- Exercise -
Locate each line in the records below that contains the string "polo" and copy those lines out.

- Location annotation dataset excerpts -
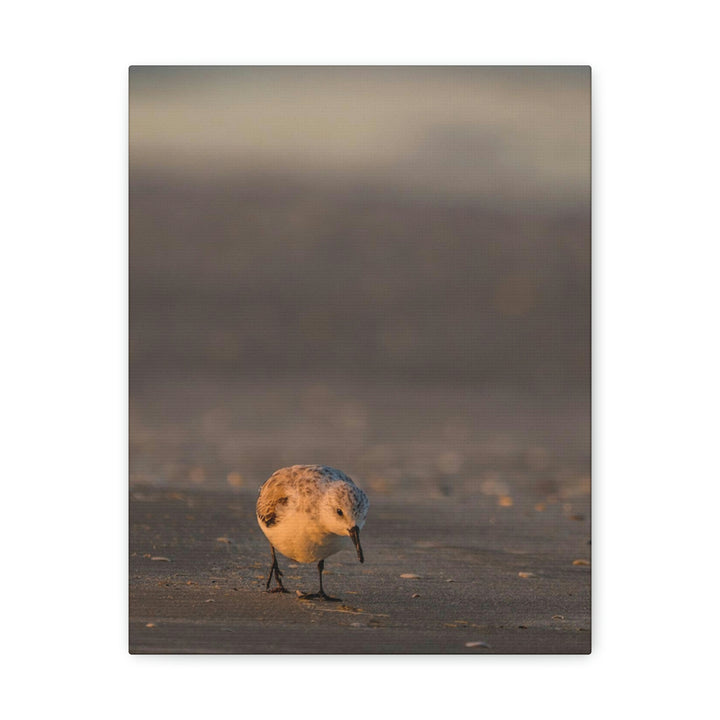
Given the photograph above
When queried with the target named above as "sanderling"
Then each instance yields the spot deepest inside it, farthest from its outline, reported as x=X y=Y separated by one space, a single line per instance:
x=307 y=512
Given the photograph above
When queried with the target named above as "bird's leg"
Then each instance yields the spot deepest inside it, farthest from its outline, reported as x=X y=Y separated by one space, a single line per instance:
x=319 y=595
x=274 y=568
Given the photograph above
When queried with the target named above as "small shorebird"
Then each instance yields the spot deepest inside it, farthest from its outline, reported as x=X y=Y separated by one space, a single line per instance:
x=307 y=512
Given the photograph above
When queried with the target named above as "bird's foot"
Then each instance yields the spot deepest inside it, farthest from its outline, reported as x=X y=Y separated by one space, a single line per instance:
x=317 y=596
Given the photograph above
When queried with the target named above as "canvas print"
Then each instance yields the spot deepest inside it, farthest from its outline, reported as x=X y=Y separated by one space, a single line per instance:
x=359 y=360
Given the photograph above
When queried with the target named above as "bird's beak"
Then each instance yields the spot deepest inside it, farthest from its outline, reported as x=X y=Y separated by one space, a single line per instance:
x=355 y=535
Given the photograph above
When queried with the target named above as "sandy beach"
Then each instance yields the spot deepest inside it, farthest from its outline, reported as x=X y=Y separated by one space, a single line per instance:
x=440 y=576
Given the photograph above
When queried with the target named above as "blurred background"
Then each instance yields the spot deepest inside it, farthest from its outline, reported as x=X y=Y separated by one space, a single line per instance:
x=387 y=270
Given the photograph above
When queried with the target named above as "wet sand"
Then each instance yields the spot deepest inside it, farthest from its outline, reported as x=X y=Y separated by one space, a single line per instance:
x=513 y=579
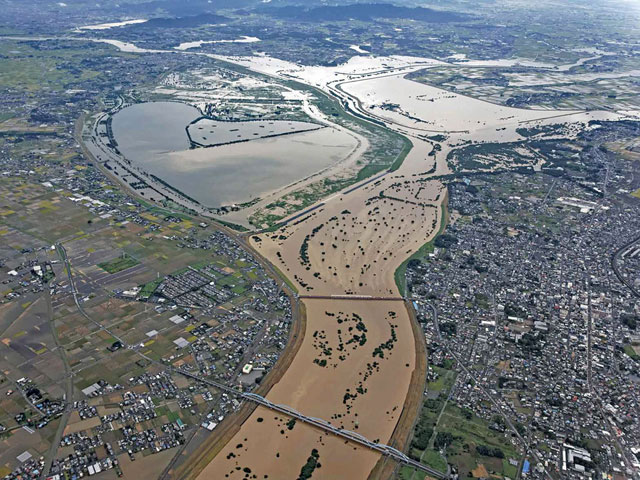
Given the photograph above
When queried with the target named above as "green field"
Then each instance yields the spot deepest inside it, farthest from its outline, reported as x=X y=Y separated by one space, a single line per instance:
x=119 y=264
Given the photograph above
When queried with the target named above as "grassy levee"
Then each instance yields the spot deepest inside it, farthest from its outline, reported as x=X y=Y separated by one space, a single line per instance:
x=399 y=274
x=226 y=430
x=410 y=414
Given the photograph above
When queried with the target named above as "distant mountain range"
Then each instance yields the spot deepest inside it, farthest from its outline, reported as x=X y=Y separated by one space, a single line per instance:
x=363 y=12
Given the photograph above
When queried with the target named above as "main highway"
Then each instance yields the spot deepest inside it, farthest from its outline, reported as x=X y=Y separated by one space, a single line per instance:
x=252 y=397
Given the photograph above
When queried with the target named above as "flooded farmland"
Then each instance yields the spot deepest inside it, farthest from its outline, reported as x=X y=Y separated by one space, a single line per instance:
x=153 y=137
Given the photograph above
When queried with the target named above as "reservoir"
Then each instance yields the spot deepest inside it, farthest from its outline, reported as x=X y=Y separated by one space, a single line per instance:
x=153 y=137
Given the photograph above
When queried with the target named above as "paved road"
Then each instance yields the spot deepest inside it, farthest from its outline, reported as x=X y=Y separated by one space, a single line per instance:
x=487 y=394
x=252 y=397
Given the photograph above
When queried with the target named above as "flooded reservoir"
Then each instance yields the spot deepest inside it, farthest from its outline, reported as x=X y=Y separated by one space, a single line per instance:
x=154 y=138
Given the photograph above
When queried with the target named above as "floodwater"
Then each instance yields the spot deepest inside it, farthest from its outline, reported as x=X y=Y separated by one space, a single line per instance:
x=153 y=137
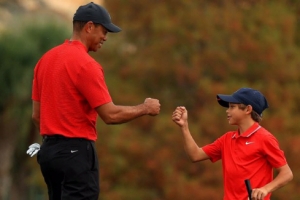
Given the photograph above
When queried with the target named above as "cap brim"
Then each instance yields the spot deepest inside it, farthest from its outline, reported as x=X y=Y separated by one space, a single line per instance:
x=224 y=100
x=112 y=28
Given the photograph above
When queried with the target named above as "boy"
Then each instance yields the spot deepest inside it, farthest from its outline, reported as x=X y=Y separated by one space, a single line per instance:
x=250 y=152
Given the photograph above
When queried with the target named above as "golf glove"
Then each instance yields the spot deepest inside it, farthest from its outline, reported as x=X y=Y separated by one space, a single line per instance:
x=33 y=149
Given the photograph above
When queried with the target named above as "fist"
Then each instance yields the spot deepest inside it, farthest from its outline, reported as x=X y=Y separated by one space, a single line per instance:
x=152 y=106
x=180 y=116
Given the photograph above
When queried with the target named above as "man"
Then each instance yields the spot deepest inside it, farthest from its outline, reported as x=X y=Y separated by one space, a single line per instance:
x=250 y=152
x=68 y=92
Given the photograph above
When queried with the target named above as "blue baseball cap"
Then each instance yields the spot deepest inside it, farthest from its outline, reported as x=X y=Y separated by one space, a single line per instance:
x=97 y=14
x=247 y=96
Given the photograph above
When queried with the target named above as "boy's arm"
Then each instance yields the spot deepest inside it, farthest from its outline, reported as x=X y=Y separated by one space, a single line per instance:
x=284 y=176
x=194 y=152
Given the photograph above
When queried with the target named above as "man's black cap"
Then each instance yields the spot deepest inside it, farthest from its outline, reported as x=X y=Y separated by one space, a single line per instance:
x=97 y=14
x=247 y=96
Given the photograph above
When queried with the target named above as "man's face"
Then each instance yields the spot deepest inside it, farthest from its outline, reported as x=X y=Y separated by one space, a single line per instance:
x=235 y=115
x=97 y=36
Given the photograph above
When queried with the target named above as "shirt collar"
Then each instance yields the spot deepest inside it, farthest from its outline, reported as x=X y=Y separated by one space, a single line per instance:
x=248 y=132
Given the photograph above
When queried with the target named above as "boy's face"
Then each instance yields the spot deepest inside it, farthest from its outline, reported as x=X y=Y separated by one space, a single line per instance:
x=235 y=115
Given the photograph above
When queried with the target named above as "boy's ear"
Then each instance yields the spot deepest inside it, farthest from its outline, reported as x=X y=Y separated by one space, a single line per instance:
x=249 y=109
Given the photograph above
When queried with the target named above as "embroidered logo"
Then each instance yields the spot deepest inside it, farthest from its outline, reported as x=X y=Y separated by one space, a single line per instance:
x=249 y=143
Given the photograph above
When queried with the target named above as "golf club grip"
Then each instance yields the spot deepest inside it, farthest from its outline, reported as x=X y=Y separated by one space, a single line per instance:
x=248 y=186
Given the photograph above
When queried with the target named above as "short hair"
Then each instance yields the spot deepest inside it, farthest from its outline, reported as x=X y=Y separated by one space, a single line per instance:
x=78 y=25
x=254 y=115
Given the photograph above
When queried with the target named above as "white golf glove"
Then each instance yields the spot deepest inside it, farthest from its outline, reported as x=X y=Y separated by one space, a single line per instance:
x=33 y=149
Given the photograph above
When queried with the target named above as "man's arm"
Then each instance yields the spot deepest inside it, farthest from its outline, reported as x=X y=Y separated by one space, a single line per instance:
x=284 y=176
x=115 y=114
x=36 y=113
x=194 y=152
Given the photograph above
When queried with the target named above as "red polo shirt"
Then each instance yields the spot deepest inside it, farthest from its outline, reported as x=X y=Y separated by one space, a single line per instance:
x=69 y=84
x=252 y=155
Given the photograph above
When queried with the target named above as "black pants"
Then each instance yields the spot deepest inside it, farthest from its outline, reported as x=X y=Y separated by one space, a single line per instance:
x=70 y=168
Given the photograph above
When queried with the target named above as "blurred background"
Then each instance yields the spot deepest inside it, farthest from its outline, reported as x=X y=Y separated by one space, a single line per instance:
x=182 y=52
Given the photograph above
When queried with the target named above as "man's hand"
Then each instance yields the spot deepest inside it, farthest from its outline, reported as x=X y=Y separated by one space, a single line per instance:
x=33 y=149
x=153 y=106
x=180 y=116
x=259 y=193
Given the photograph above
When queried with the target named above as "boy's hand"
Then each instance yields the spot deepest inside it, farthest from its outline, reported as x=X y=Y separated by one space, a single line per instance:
x=180 y=116
x=259 y=193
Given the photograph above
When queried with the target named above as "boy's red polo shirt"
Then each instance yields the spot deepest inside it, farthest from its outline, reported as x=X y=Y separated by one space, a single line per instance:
x=252 y=155
x=69 y=84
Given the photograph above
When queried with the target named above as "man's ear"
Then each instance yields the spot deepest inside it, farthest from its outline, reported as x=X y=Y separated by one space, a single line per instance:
x=249 y=109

- The solution -
When queried with the target named above as "red polo shirt"
When queried with the target named above as "boy's red polo shirt"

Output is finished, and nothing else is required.